(Rows from a box-labeling dataset)
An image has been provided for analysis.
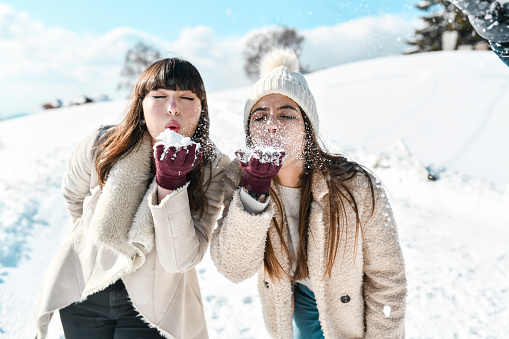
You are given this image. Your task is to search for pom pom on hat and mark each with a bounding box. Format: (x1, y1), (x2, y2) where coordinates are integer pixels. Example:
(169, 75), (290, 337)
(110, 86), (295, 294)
(259, 48), (300, 78)
(244, 47), (319, 137)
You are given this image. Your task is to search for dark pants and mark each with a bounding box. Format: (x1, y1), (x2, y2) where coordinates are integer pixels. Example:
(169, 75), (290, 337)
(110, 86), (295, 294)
(293, 283), (324, 339)
(60, 279), (163, 339)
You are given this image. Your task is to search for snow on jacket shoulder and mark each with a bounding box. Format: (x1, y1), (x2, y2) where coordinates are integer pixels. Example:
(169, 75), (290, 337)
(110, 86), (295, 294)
(211, 159), (406, 339)
(35, 130), (229, 338)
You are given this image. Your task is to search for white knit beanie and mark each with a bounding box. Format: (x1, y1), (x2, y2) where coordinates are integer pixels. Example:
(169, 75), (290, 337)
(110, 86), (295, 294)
(244, 48), (319, 137)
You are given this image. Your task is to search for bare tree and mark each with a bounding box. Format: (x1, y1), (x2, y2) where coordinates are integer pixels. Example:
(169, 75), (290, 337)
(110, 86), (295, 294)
(244, 26), (308, 80)
(118, 42), (161, 89)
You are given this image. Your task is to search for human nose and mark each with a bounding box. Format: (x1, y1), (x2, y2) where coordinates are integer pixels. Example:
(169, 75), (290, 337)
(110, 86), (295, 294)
(168, 94), (179, 115)
(267, 114), (279, 133)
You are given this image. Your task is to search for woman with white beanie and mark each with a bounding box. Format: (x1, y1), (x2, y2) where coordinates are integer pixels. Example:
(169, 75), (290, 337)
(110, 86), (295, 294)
(211, 49), (406, 338)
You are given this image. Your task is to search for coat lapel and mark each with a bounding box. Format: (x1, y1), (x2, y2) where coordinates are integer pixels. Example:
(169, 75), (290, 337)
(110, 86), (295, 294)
(89, 133), (156, 269)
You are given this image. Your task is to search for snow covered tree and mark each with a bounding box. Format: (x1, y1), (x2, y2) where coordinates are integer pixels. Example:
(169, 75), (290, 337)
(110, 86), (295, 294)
(406, 0), (486, 54)
(244, 26), (309, 80)
(118, 42), (161, 90)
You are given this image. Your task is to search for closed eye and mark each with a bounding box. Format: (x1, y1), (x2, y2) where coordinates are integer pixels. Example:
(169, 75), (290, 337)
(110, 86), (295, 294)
(253, 116), (265, 121)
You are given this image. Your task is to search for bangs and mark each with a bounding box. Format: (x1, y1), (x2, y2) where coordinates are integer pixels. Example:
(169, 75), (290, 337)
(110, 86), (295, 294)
(135, 59), (206, 100)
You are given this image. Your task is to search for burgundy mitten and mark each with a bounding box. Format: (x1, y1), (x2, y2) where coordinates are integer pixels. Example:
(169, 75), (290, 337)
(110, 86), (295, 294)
(154, 144), (202, 190)
(235, 147), (286, 194)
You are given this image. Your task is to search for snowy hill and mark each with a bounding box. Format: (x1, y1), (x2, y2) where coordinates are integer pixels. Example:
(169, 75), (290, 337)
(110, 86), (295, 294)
(0, 52), (509, 338)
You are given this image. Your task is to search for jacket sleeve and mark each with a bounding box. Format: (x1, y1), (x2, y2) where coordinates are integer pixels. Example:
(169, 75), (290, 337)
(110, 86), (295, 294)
(362, 178), (406, 338)
(210, 159), (274, 283)
(62, 130), (98, 222)
(149, 154), (230, 273)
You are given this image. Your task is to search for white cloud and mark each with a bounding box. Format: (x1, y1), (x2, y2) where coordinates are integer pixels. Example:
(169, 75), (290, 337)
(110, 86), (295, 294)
(0, 4), (414, 115)
(301, 15), (416, 70)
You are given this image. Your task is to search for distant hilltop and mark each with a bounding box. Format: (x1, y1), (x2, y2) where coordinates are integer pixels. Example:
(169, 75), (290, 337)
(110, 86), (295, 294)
(42, 95), (110, 109)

## Short problem
Copy every line of the listing above verbatim, omitting the pictures.

## Response
An image has been provided for analysis.
You are given this image. Your task is to search for pom pom on hat and mark each with a bounding box. Format: (x1, y1), (x2, y2) where coordinates are integer pixels. Example:
(169, 75), (290, 337)
(110, 86), (295, 294)
(259, 48), (300, 78)
(244, 47), (319, 137)
You are given this image. Your task is to search for dark pants and mark each with a bounding box. Format: (x1, y1), (x2, y2) where coordinates are integer pixels. Example:
(169, 75), (290, 337)
(110, 86), (295, 294)
(293, 283), (324, 339)
(60, 279), (163, 339)
You are given this image. Your task is to search for snow on jacket shoulder and mark each with a bounding box. Format: (x1, y1), (x2, y2) where coordinates are integer pixels. Example:
(169, 75), (290, 337)
(110, 86), (295, 294)
(211, 159), (406, 339)
(35, 130), (229, 338)
You are given this image. Your task is to search for white knit beanie and mark each with a bounding box. Format: (x1, y1), (x2, y2) where coordinates are integer pixels. Example:
(169, 75), (290, 337)
(110, 86), (295, 294)
(244, 48), (319, 137)
You are given this image. Your task is to search for bare tree and mark each with a bounding box. Format: (x1, y1), (x2, y2) where coordinates are integer pixels. Example:
(169, 75), (290, 337)
(110, 86), (295, 294)
(244, 26), (308, 80)
(118, 42), (161, 89)
You are given this image. Your task is to search for human nose and mark each with a bounding box. Format: (x1, y1), (x2, y2) where coordinates are integer pixels. Example:
(169, 75), (290, 337)
(110, 86), (295, 294)
(168, 94), (179, 115)
(267, 114), (279, 133)
You are given this image. Your task is to search for woman with white beanie and mark each with a bounding box. Format: (x1, y1), (x2, y2) where coordinates are integer pixels. Example:
(169, 75), (290, 337)
(110, 86), (295, 294)
(211, 49), (406, 338)
You are given this image. Your task is to search for coat lapel and mark each with a bounding box. Format: (x1, y1), (x2, y2) where coordinates are integer pixels. Example:
(169, 75), (290, 337)
(110, 86), (295, 294)
(89, 133), (156, 269)
You are given this image. Your task is to search for snow covered tree and mark each with a bounding box. Format: (x1, y1), (x2, y2) where coordinates are integer pixels. Example:
(169, 75), (290, 337)
(110, 86), (295, 294)
(406, 0), (486, 54)
(244, 26), (309, 80)
(118, 42), (161, 90)
You are given this image. Your task is to search for closed eye and mark each with a bounding box. Format: (x1, y1), (x2, y2) where coordinates are integer pixels. Example:
(169, 75), (290, 337)
(110, 86), (295, 294)
(253, 116), (265, 121)
You are given this image. Your task is to search for bangs and mark each with a bounding box. Format: (x1, y1), (x2, y2) where coordinates are integer pixels. Example:
(169, 75), (290, 337)
(110, 86), (295, 294)
(135, 59), (206, 100)
You are given this image. Your task is to search for burgundy mitten and mark each with a bounding box. Format: (x1, y1), (x2, y2) where coordinates are integer pixels. Example:
(169, 75), (290, 337)
(110, 86), (295, 294)
(154, 144), (202, 190)
(235, 147), (286, 194)
You are given this image. Your task is to search for snowy hill and mark each with a bounding box. Format: (x1, y1), (x2, y2) where coordinates are integer pixels. Example:
(169, 75), (290, 337)
(110, 86), (295, 294)
(0, 52), (509, 338)
You are given this image. Your task is to search for jacket sleeve and mark each with a bounding box. Format: (x1, y1), (x2, y2) where coordinates are integer pixels. Example:
(169, 75), (290, 337)
(110, 86), (295, 294)
(362, 178), (406, 338)
(210, 159), (274, 283)
(62, 130), (98, 222)
(149, 154), (230, 273)
You are given this image. Your task is to search for white cloud and mark each with a bounding box. Format: (x1, y1), (x2, y2) where coordinates are integer pixels. Example:
(169, 75), (290, 337)
(110, 86), (295, 294)
(0, 4), (414, 115)
(301, 15), (416, 70)
You are given this image. Your task is to search for distant hilltop and mark each with a bounding box. Format: (x1, y1), (x2, y2) where coordinates are integer pixels. Example:
(169, 75), (290, 337)
(110, 86), (295, 294)
(42, 95), (110, 109)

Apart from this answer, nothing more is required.